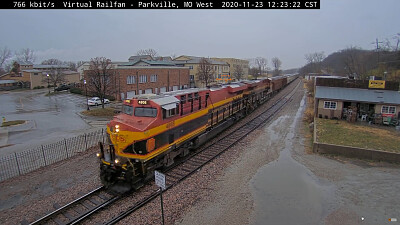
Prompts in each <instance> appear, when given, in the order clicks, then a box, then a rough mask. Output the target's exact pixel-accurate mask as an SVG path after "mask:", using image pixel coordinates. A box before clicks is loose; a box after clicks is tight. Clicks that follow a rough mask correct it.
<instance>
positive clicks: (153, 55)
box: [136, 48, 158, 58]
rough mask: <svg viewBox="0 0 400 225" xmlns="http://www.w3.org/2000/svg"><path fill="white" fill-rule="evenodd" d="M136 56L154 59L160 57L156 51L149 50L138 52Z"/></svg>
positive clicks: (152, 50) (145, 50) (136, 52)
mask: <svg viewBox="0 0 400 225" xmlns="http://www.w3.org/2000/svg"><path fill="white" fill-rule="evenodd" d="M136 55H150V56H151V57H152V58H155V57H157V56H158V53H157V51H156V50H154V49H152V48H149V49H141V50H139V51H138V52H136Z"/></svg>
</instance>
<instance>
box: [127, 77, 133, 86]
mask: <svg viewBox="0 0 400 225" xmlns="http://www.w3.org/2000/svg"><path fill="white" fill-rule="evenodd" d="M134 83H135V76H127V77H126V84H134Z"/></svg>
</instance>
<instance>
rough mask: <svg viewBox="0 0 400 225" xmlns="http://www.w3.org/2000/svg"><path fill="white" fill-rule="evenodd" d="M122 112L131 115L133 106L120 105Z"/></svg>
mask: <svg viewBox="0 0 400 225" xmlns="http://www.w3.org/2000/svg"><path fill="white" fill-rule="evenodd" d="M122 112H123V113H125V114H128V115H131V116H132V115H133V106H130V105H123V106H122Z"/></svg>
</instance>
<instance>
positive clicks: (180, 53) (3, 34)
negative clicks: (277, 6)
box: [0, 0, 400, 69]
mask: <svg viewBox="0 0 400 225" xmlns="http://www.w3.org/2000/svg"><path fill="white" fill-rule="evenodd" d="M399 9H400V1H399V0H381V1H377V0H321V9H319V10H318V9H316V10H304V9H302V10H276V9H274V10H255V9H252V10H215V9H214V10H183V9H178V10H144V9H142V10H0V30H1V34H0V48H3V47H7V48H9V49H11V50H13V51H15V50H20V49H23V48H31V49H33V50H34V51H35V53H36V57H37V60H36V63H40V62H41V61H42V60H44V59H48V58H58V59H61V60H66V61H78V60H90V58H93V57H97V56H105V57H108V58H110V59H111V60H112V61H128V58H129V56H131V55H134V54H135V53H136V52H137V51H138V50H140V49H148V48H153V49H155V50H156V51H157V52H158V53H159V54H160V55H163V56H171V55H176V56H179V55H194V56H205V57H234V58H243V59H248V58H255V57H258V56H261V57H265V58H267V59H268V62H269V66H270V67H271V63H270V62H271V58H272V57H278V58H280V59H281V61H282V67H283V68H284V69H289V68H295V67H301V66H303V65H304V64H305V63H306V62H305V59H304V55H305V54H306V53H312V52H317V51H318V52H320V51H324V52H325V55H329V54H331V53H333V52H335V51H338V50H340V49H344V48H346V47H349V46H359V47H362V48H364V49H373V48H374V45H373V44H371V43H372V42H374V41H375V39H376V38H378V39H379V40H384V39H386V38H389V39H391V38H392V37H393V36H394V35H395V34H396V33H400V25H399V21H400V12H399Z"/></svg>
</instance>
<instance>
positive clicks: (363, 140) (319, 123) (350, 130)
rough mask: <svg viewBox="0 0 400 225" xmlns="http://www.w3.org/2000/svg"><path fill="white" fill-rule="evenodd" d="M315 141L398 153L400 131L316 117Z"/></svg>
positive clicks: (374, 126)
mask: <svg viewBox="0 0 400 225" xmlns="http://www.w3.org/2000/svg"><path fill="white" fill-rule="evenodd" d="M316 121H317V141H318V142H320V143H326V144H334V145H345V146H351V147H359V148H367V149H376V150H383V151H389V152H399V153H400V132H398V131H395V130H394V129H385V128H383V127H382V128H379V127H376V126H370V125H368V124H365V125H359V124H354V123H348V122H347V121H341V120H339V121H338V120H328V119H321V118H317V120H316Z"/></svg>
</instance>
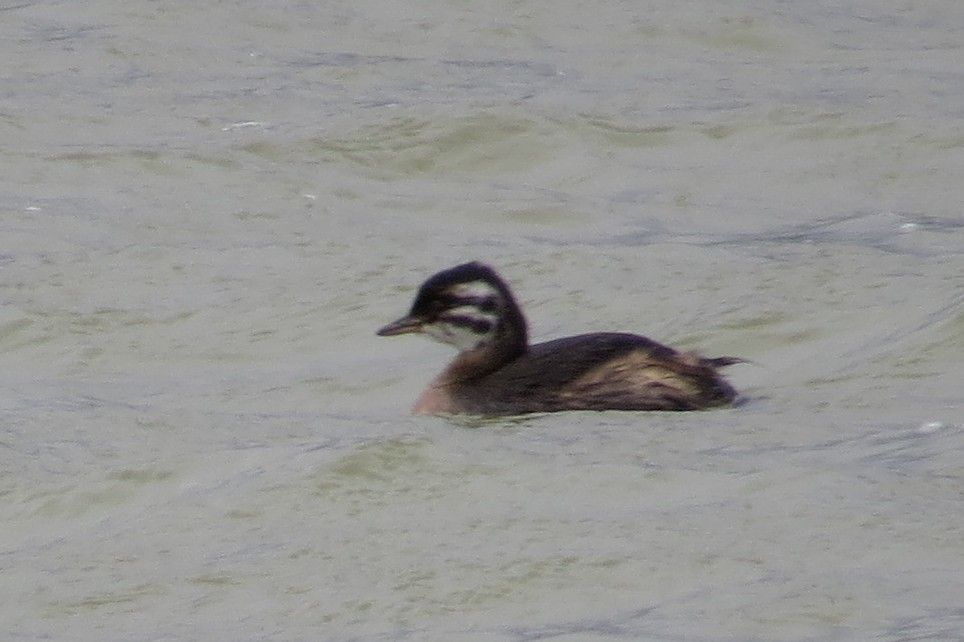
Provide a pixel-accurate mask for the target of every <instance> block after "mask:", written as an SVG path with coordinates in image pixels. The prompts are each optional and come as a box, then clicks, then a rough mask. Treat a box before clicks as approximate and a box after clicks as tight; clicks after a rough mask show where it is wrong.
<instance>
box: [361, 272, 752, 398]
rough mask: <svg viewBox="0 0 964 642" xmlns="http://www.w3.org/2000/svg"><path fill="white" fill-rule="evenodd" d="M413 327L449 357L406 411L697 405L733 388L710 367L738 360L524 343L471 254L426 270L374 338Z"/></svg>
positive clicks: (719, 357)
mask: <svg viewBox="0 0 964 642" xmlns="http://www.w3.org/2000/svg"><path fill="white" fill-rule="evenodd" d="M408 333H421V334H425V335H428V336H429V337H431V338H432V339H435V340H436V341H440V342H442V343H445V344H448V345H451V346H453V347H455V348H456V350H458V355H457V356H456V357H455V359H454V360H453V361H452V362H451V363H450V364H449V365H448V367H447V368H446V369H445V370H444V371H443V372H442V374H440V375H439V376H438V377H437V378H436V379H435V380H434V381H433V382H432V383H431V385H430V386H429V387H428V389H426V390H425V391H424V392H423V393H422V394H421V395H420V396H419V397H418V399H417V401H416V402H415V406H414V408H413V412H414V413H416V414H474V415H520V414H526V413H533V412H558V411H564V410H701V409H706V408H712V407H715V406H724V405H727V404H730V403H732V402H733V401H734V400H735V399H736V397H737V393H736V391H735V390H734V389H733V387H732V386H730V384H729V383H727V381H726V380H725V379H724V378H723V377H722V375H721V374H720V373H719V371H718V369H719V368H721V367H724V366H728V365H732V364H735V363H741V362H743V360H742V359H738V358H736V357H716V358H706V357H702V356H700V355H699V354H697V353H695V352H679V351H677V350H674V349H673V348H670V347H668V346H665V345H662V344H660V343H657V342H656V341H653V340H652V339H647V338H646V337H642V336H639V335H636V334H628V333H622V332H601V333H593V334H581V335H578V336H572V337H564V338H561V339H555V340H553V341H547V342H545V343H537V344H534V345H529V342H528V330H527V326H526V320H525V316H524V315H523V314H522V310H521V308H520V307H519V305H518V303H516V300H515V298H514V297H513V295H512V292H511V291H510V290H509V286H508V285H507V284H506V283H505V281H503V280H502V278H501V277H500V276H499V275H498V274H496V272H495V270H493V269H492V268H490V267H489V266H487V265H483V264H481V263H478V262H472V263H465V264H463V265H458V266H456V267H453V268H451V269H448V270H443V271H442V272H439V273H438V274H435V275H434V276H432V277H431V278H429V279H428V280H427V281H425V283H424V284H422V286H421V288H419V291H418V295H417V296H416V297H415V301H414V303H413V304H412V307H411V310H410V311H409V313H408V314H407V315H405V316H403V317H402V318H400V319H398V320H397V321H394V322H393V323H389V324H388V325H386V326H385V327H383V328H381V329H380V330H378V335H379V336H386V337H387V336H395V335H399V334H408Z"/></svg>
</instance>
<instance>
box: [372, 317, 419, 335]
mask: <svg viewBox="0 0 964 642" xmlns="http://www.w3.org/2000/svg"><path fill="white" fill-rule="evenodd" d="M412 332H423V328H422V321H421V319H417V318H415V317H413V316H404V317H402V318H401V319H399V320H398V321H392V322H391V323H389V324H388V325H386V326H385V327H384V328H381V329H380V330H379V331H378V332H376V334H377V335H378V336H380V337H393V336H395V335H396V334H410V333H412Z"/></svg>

------

**What to work on:**
Print the material above exactly as it appears, but not its pictures.

**Answer:**
Prompts in each <instance> appear, when given, in the order clicks, then a box, then a rough mask. Output the target's exact pixel-accurate mask as an SVG path after "mask:", using image pixel coordinates. A box before clicks is loose; a box after clicks is tight. Clicks that follow a rough mask correct it.
<instance>
positive clicks: (153, 55)
box: [136, 48, 158, 58]
rough mask: <svg viewBox="0 0 400 225" xmlns="http://www.w3.org/2000/svg"><path fill="white" fill-rule="evenodd" d="M136 56L154 59L160 57L156 51L149 50L138 52Z"/></svg>
positive clicks: (152, 50) (145, 50) (136, 52)
mask: <svg viewBox="0 0 400 225" xmlns="http://www.w3.org/2000/svg"><path fill="white" fill-rule="evenodd" d="M136 55H150V56H151V57H152V58H155V57H157V56H158V53H157V51H156V50H154V49H152V48H149V49H141V50H139V51H138V52H136Z"/></svg>
</instance>
<instance>
box: [127, 77, 133, 86]
mask: <svg viewBox="0 0 400 225" xmlns="http://www.w3.org/2000/svg"><path fill="white" fill-rule="evenodd" d="M134 83H135V76H127V77H126V84H134Z"/></svg>
</instance>
<instance>
rough mask: <svg viewBox="0 0 400 225" xmlns="http://www.w3.org/2000/svg"><path fill="white" fill-rule="evenodd" d="M122 112L131 115L133 106L120 105Z"/></svg>
mask: <svg viewBox="0 0 400 225" xmlns="http://www.w3.org/2000/svg"><path fill="white" fill-rule="evenodd" d="M122 112H123V113H125V114H128V115H131V116H132V115H133V106H130V105H123V106H122Z"/></svg>
</instance>
<instance>
positive clicks: (180, 53) (3, 34)
negative clicks: (277, 6)
box: [0, 0, 400, 69]
mask: <svg viewBox="0 0 400 225" xmlns="http://www.w3.org/2000/svg"><path fill="white" fill-rule="evenodd" d="M399 9H400V1H399V0H381V1H377V0H321V9H319V10H318V9H316V10H304V9H302V10H276V9H274V10H255V9H252V10H215V9H214V10H183V9H178V10H144V9H142V10H0V30H1V34H0V48H3V47H7V48H9V49H11V50H13V51H15V50H20V49H23V48H31V49H33V50H34V51H35V53H36V57H37V60H36V63H40V62H41V61H42V60H44V59H48V58H58V59H61V60H66V61H78V60H90V58H93V57H97V56H105V57H108V58H110V59H111V60H112V61H128V58H129V56H131V55H134V54H135V53H136V52H137V51H138V50H140V49H148V48H153V49H155V50H156V51H157V52H158V53H159V54H160V55H163V56H171V55H176V56H179V55H194V56H205V57H234V58H243V59H248V58H255V57H258V56H261V57H265V58H267V59H268V62H269V66H270V67H271V63H270V62H271V58H272V57H278V58H280V59H281V61H282V67H283V68H284V69H289V68H295V67H301V66H303V65H304V64H305V63H306V62H305V59H304V55H305V54H306V53H312V52H317V51H318V52H320V51H324V52H325V55H329V54H331V53H333V52H335V51H338V50H340V49H344V48H346V47H349V46H359V47H362V48H364V49H373V48H374V45H373V44H371V43H372V42H374V41H375V39H376V38H378V39H379V40H384V39H386V38H389V39H391V38H392V37H393V36H394V35H395V34H396V33H400V25H399V21H400V12H399Z"/></svg>
</instance>
<instance>
positive clicks: (363, 140) (319, 123) (350, 130)
rough mask: <svg viewBox="0 0 400 225" xmlns="http://www.w3.org/2000/svg"><path fill="white" fill-rule="evenodd" d="M315 141L398 153L400 131L316 117Z"/></svg>
positive clicks: (374, 126)
mask: <svg viewBox="0 0 400 225" xmlns="http://www.w3.org/2000/svg"><path fill="white" fill-rule="evenodd" d="M316 121H317V141H318V142H320V143H326V144H334V145H345V146H351V147H359V148H367V149H376V150H383V151H389V152H399V153H400V132H398V131H395V130H394V129H385V128H383V127H382V128H379V127H376V126H370V125H368V124H365V125H359V124H354V123H348V122H347V121H341V120H339V121H338V120H328V119H321V118H317V120H316Z"/></svg>
</instance>
Provide a pixel-accurate mask for the target of every <instance> block after "mask:", written as an SVG path with coordinates in image pixels. The prompts are each optional and come as a box, then clicks, then a rough mask. Treat a box before clicks as approximate and a box after clicks as tight; clicks after a rough mask show where it is wrong.
<instance>
box: [361, 272, 752, 398]
rough mask: <svg viewBox="0 0 964 642" xmlns="http://www.w3.org/2000/svg"><path fill="white" fill-rule="evenodd" d="M413 327L449 357L406 411L697 405L733 388L710 367L738 360L524 343L471 254L426 270L374 338Z"/></svg>
positive clicks: (719, 357)
mask: <svg viewBox="0 0 964 642" xmlns="http://www.w3.org/2000/svg"><path fill="white" fill-rule="evenodd" d="M408 333H421V334H425V335H428V336H429V337H431V338H432V339H435V340H436V341H440V342H442V343H445V344H448V345H451V346H453V347H455V348H456V350H458V355H457V356H456V357H455V359H454V360H453V361H452V362H451V363H450V364H449V365H448V367H447V368H446V369H445V370H444V371H443V372H442V374H440V375H439V376H438V377H437V378H436V379H435V380H434V381H433V382H432V383H431V385H430V386H429V387H428V389H426V390H425V391H424V392H423V393H422V394H421V395H420V396H419V397H418V399H417V401H416V402H415V406H414V408H413V412H414V413H416V414H474V415H520V414H526V413H533V412H558V411H564V410H701V409H706V408H712V407H715V406H724V405H727V404H730V403H732V402H733V401H734V400H735V399H736V397H737V393H736V391H735V390H734V389H733V387H732V386H730V384H729V383H727V381H726V380H725V379H724V378H723V377H722V375H721V374H720V373H719V371H718V369H719V368H721V367H724V366H728V365H732V364H735V363H741V362H743V360H742V359H738V358H736V357H716V358H706V357H702V356H700V355H699V354H697V353H695V352H679V351H677V350H674V349H673V348H670V347H668V346H665V345H662V344H660V343H657V342H656V341H653V340H652V339H647V338H646V337H642V336H639V335H636V334H628V333H622V332H601V333H593V334H581V335H578V336H572V337H564V338H561V339H555V340H553V341H547V342H545V343H537V344H534V345H529V342H528V330H527V326H526V320H525V316H524V315H523V314H522V310H521V308H520V307H519V305H518V303H516V300H515V298H514V297H513V295H512V292H511V291H510V290H509V286H508V285H507V284H506V283H505V281H503V280H502V278H501V277H500V276H499V275H498V274H496V272H495V270H493V269H492V268H490V267H489V266H487V265H483V264H481V263H478V262H472V263H465V264H463V265H458V266H456V267H453V268H451V269H448V270H443V271H442V272H439V273H438V274H435V275H434V276H432V277H431V278H429V279H428V280H427V281H425V283H424V284H422V286H421V288H419V291H418V295H417V296H416V297H415V301H414V303H413V304H412V307H411V310H410V311H409V313H408V314H407V315H405V316H403V317H402V318H400V319H398V320H397V321H394V322H393V323H389V324H388V325H386V326H385V327H383V328H381V329H380V330H378V335H379V336H386V337H387V336H395V335H399V334H408Z"/></svg>
</instance>
<instance>
box: [372, 317, 419, 335]
mask: <svg viewBox="0 0 964 642" xmlns="http://www.w3.org/2000/svg"><path fill="white" fill-rule="evenodd" d="M412 332H423V328H422V321H421V319H417V318H415V317H413V316H404V317H402V318H401V319H399V320H398V321H392V322H391V323H389V324H388V325H386V326H385V327H384V328H381V329H380V330H379V331H378V332H376V334H377V335H378V336H380V337H393V336H395V335H396V334H410V333H412Z"/></svg>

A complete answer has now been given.